▶ [Source]
CPB would receive just $30 million to close itself down in President Trump’s fiscal year 2018 proposed budget.
The draft, which requires congressional approval, would also zero out public broadcasting’s interconnection update program in FY18, as well as the public TV early literacy initiative Ready To Learn. The National Endowment for the Arts and National Endowment for the Humanities would each get a minimal amount to close down. All were supported in the FY17 omnibus spending bill that Trump signed May 5, with some seeing increases.
The $30 million for CPB is intended to “conduct an orderly closeout of federal funding,” according to the document. The amount includes $16.2 million for personnel, $8.9 million for rental costs, and $5.4 million for miscellaneous expenses.
In the omnibus bill approved this month, CPB received level funding of $445 million for its forward-funded FY19 appropriation.
The draft notes that CPB provides about 15 percent of public broadcasting’s total funding, with the remainder coming from nonfederal sources. “This private fundraising has proven durable,” the document said, “negating the need for continued federal subsidies.”
In addition, the document noted, “alternatives to PBS and NPR programming have grown substantially since CPB was first established in 1967, greatly reducing the need for publicly funded programming options.”

▶ [Stored rows]
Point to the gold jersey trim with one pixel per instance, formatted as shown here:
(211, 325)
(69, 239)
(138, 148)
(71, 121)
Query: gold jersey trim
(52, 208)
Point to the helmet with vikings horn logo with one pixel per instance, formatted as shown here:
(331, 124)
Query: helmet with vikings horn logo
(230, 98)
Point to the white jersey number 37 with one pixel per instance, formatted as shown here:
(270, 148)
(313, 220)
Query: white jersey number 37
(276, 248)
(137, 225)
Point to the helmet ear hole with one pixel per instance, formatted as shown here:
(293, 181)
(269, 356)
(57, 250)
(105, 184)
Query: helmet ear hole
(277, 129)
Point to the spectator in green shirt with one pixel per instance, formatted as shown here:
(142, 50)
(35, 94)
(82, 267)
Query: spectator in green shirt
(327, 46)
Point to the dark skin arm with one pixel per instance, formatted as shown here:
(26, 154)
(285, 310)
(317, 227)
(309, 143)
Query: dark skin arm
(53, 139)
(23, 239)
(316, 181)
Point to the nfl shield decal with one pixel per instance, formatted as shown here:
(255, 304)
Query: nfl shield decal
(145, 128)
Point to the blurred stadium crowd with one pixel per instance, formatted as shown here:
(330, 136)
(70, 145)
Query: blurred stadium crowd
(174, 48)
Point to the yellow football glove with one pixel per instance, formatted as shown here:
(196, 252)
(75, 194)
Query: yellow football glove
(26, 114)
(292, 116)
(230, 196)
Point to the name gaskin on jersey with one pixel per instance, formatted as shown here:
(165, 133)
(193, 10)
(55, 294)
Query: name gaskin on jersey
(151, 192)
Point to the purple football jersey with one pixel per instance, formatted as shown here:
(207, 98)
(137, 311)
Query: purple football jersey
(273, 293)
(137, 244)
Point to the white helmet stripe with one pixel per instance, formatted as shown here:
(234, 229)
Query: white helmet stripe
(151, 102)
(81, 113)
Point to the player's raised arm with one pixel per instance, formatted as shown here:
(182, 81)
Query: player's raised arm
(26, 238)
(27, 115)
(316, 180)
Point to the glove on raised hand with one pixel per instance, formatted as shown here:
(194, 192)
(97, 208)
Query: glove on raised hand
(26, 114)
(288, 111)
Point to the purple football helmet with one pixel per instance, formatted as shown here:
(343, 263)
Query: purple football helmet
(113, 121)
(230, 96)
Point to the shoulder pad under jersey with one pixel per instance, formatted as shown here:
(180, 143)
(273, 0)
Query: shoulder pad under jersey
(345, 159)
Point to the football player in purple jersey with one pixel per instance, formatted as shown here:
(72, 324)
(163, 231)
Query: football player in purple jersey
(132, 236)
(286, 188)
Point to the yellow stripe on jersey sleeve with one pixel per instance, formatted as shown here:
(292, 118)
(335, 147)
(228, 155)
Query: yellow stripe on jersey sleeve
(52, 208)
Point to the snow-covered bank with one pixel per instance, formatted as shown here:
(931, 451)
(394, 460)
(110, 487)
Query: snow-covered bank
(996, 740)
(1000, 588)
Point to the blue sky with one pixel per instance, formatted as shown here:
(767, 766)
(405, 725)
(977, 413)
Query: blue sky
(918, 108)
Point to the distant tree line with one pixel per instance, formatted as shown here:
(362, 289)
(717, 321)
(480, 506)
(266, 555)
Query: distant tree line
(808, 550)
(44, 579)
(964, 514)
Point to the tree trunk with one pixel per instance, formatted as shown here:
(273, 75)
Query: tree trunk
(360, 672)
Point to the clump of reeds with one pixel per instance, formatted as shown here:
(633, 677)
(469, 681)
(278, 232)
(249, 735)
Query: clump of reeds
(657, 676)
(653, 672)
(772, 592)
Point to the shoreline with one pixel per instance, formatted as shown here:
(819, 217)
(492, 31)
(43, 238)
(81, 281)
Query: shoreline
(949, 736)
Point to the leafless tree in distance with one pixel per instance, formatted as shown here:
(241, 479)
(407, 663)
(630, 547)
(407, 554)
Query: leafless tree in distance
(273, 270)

▶ [Task requirements] Render this sentence from the CPB budget article in Spanish: "The draft notes that CPB provides about 15 percent of public broadcasting's total funding, with the remainder coming from nonfederal sources." The data plays no part in what follows.

▶ [Result below] El borrador señala que la CPB aporta alrededor del 15 por ciento de la financiación total de la radiodifusión pública, y que el resto proviene de fuentes no federales.